Task details:
Go through the records and show each line where the word "correct" occurs.
==== Material shown
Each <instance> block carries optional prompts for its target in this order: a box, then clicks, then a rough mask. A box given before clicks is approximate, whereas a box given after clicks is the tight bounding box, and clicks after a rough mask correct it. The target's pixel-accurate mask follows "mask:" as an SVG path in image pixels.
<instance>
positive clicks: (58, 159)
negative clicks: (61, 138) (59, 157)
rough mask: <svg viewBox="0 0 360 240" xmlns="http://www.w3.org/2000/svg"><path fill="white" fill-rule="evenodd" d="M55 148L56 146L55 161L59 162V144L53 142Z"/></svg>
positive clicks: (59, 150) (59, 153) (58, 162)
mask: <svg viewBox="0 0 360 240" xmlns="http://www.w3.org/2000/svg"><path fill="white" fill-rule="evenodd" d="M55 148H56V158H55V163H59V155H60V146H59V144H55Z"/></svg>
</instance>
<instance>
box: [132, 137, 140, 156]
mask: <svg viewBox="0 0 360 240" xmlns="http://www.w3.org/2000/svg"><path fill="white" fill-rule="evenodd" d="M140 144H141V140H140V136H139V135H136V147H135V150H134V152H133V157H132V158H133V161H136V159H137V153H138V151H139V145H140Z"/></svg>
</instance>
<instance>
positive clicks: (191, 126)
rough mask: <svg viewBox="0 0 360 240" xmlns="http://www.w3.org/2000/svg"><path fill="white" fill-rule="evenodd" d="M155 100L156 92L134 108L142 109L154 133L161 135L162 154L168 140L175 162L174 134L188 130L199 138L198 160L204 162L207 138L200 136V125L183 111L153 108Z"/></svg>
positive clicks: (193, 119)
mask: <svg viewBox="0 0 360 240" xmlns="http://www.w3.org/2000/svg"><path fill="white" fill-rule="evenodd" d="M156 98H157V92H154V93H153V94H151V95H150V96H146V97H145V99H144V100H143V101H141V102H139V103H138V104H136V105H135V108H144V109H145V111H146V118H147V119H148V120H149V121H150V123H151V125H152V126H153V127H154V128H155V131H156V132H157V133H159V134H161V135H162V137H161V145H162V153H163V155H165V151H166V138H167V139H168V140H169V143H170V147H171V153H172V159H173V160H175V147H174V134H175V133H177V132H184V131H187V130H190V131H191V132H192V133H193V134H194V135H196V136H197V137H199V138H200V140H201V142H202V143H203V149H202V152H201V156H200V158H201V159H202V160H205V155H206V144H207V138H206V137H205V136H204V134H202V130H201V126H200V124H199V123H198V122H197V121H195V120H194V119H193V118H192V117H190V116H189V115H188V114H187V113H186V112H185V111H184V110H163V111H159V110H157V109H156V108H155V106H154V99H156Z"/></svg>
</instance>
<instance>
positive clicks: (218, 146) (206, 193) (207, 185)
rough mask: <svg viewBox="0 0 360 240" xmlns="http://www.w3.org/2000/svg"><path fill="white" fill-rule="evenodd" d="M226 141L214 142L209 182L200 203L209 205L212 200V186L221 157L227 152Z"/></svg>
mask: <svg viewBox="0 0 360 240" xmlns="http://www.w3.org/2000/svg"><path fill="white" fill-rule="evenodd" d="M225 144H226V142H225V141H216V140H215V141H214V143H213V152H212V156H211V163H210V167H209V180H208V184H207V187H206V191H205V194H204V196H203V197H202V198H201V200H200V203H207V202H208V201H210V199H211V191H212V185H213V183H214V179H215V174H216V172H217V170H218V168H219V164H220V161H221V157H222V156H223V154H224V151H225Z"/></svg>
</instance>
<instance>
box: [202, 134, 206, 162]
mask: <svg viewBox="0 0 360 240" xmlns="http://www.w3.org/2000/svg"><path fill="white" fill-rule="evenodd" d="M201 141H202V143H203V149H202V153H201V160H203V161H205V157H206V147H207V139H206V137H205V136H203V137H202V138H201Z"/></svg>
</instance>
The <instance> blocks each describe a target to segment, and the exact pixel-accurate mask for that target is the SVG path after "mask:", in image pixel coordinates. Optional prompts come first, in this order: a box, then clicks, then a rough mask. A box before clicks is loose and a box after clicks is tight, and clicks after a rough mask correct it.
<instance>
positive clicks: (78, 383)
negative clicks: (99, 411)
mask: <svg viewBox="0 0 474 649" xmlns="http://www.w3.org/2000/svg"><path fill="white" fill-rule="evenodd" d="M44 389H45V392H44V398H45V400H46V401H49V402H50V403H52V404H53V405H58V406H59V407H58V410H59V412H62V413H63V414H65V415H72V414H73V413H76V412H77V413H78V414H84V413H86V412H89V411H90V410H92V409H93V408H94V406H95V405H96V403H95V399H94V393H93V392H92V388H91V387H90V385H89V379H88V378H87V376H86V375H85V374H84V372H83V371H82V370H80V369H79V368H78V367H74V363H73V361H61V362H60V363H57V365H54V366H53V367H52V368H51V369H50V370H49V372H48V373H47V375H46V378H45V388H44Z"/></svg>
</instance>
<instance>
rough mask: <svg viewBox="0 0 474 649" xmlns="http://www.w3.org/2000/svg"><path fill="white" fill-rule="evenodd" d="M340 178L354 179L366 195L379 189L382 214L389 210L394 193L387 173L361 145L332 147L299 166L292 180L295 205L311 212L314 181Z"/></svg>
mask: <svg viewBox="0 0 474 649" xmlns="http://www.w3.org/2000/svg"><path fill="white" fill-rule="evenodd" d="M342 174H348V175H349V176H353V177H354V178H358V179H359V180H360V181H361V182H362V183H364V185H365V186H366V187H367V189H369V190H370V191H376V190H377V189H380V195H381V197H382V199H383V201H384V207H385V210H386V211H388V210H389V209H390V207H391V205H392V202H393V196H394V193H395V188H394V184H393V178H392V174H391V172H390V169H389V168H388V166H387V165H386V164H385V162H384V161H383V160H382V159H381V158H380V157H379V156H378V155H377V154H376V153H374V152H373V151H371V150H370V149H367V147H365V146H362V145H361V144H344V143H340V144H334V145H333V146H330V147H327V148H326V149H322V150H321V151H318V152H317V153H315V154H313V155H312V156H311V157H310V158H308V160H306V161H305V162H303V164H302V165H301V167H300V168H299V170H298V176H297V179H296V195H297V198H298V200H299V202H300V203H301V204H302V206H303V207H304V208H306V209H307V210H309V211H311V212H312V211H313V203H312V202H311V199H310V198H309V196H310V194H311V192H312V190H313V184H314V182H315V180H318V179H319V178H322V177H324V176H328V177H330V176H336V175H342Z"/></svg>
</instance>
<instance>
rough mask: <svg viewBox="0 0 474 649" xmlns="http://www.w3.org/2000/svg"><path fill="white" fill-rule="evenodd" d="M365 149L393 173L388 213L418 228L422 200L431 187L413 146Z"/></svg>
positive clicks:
========
The completed task:
Each <instance> block carries optional prompts for its target in this order: a box, then clicks, then a rough mask. A box given before clicks is approximate, whereas a box given after clicks is the tight bounding box, and clicks after a rough mask correct it. The target's pixel-accurate mask follows "mask:" as an SVG path in image pixels.
The <instance> blocks each describe a target to segment, and the exact pixel-accurate mask for that target is the SVG path after "mask:", in image pixel coordinates. Optional prompts come first, in this order: a box, then clicks, then a rough mask. A box before clicks is loose and a box after clicks is tight, and clicks after a rough mask correct it.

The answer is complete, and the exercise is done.